* Goal of the exercise *
Can you copy the records exactly, from the line that contains "[point] every instance of the player's throwing" up to and including the last line of the records, and nothing else?

* Provided records *
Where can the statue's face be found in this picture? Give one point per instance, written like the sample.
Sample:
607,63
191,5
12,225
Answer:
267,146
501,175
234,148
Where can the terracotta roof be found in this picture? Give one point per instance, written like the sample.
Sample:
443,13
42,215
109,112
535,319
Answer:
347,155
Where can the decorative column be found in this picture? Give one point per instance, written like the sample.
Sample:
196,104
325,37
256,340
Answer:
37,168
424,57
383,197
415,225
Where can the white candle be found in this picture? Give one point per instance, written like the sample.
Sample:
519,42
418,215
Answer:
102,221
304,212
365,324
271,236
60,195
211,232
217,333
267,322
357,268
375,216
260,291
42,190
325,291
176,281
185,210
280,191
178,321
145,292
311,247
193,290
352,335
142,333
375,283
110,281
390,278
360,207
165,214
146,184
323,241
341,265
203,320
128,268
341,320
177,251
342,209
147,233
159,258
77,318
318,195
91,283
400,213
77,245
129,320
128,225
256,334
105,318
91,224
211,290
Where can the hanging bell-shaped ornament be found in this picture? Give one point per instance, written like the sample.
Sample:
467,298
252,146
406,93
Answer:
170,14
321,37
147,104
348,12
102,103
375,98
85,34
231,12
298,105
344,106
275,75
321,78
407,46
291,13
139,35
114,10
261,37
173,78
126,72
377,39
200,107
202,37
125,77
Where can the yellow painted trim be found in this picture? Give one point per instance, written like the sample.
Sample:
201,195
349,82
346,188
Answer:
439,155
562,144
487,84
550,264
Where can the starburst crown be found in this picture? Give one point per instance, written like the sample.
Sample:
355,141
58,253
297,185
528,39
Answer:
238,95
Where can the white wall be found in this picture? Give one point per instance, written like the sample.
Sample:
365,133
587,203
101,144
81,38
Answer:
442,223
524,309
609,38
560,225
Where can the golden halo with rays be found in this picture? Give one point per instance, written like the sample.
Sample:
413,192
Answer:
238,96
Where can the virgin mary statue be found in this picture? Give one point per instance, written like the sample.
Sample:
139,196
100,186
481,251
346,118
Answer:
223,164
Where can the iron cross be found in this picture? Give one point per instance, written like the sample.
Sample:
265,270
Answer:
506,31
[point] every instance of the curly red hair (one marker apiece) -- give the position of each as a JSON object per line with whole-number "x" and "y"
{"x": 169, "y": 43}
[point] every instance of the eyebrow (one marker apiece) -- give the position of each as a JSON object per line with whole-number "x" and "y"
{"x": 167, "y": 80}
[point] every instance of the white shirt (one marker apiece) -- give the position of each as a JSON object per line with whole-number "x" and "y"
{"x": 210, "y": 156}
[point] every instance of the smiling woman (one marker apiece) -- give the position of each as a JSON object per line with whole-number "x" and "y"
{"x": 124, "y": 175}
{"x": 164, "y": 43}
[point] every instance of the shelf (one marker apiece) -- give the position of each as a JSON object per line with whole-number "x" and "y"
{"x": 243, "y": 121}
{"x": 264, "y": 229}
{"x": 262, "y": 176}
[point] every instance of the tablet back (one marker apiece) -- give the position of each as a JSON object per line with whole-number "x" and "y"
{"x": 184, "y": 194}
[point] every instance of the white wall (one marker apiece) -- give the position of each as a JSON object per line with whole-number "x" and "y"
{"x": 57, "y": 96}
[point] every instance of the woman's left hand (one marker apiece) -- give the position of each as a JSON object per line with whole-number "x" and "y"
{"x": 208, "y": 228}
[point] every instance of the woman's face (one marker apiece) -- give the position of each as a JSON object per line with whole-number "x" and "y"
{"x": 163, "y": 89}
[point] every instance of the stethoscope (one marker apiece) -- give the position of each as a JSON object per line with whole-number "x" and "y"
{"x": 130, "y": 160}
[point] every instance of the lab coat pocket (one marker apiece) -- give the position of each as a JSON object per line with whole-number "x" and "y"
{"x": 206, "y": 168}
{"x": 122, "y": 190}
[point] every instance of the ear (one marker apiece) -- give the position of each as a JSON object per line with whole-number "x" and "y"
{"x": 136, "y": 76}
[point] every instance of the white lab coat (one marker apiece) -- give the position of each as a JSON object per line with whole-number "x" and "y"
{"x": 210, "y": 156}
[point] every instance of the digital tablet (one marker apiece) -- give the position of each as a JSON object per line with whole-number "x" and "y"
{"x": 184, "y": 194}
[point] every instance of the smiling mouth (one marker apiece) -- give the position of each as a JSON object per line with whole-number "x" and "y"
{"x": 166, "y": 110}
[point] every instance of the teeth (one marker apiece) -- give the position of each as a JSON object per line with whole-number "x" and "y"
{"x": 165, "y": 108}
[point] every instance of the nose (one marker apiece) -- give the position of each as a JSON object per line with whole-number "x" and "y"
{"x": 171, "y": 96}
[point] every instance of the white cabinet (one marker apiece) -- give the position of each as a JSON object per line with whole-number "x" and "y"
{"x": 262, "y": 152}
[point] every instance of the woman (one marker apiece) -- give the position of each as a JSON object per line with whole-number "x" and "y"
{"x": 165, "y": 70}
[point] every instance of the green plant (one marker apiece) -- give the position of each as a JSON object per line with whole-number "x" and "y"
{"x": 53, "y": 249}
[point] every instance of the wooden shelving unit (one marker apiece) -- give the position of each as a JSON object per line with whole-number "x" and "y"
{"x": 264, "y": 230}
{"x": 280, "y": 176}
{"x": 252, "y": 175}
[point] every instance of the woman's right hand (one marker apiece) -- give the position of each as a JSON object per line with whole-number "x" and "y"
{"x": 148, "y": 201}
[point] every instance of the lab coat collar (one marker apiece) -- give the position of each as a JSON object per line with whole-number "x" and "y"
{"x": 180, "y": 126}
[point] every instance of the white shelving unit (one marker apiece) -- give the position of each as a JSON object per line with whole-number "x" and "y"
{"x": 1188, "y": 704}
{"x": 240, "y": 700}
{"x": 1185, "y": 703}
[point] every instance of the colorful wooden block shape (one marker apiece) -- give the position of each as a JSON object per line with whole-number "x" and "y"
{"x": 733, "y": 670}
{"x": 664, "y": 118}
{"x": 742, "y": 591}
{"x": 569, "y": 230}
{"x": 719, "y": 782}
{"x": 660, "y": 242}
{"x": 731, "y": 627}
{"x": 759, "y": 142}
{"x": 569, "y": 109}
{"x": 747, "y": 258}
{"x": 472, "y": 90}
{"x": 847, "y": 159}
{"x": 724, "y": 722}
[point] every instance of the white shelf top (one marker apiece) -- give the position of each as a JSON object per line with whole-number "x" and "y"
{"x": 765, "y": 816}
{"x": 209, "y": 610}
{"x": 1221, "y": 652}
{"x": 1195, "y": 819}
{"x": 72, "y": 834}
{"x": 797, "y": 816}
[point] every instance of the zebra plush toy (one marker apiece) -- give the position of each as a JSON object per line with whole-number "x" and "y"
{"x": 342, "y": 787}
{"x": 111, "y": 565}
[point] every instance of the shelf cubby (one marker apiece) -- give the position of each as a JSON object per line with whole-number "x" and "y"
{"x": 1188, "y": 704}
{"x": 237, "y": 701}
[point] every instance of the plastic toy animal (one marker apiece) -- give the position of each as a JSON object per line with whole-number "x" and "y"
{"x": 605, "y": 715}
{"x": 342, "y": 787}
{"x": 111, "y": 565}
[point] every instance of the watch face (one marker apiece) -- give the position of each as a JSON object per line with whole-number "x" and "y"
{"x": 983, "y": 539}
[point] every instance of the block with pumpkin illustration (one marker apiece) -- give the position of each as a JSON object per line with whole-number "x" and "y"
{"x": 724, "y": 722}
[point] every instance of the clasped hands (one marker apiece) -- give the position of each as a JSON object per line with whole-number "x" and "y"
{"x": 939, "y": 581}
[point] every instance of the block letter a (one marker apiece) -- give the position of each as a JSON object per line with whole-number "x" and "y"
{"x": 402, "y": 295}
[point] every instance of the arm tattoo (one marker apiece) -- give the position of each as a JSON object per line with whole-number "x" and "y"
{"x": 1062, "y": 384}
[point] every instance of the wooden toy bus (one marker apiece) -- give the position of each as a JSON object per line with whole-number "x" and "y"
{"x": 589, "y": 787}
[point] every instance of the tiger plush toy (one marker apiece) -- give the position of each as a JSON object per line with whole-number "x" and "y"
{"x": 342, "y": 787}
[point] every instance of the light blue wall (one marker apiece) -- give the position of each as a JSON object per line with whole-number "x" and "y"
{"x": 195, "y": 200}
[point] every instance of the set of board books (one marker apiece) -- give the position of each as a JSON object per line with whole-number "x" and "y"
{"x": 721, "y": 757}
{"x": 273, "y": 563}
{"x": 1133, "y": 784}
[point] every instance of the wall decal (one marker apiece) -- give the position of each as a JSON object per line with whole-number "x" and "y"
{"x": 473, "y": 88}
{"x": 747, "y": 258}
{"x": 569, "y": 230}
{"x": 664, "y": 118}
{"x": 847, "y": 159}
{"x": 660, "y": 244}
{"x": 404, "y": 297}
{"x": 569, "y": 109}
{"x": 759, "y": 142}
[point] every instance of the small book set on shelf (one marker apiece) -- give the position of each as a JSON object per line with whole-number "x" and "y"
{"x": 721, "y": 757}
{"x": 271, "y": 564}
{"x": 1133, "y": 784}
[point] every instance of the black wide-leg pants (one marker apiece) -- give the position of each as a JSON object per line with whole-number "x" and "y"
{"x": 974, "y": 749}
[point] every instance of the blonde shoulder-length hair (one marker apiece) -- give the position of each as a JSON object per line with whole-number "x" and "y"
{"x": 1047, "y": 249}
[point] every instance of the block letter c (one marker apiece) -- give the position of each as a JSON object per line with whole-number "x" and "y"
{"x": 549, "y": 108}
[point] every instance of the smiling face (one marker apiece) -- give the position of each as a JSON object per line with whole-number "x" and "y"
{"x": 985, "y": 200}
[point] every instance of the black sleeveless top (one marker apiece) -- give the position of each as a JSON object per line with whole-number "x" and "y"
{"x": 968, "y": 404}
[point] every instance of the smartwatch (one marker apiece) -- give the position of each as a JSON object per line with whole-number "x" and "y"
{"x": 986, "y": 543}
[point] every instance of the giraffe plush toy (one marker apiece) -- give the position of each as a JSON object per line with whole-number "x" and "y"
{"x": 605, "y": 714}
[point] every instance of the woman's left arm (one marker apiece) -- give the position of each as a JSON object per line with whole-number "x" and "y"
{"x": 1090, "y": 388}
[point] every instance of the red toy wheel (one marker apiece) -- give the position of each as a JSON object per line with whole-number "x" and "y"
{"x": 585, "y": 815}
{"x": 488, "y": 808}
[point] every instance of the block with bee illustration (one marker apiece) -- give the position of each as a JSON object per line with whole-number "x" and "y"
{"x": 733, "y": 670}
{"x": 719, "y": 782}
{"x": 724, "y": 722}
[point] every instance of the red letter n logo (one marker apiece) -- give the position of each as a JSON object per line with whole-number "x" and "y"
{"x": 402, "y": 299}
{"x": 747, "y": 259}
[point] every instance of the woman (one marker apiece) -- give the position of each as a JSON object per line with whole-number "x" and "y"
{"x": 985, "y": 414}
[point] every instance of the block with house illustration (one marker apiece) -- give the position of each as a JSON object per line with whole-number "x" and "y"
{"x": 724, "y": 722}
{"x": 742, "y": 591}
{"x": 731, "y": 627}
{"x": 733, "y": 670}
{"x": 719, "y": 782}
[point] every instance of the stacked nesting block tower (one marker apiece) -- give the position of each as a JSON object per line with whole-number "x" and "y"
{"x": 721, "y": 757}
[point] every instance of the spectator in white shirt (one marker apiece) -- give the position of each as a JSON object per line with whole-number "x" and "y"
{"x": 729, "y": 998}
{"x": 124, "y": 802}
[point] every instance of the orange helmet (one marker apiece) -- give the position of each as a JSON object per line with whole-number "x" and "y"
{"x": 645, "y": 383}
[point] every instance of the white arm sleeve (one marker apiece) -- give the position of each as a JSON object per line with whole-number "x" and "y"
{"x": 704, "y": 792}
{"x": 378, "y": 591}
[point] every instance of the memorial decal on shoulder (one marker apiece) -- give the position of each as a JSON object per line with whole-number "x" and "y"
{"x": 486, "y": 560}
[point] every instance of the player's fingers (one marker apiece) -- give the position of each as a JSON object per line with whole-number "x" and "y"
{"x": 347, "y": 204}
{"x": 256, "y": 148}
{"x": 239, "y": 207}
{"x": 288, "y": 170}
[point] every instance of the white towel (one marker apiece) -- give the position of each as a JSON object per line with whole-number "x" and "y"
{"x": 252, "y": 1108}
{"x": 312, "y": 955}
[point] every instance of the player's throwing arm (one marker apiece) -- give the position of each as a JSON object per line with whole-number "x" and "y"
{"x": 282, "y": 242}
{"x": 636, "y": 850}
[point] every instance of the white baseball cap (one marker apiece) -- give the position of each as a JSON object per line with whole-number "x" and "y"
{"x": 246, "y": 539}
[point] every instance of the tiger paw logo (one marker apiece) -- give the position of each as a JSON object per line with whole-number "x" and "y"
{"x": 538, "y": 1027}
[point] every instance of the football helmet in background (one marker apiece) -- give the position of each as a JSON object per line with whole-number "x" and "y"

* Answer to the problem *
[point] every instance of the player's throwing arm (one marker apiece) -- give the position of each as a JSON object per line with whole-number "x" and "y"
{"x": 282, "y": 242}
{"x": 636, "y": 850}
[point] every instance of the white baseball cap (one marker apiece) -- give the position of each as a JSON object per line with whole-number "x" and "y"
{"x": 246, "y": 539}
[point] every instance of the tiger paw logo (one marker apiece) -- give the position of each as a JSON object per line with whole-number "x" and "y"
{"x": 538, "y": 1027}
[point] every instance of the football helmet in background (one marker apiece) -- give the position of each as a JSON object per line with whole-number "x" and "y"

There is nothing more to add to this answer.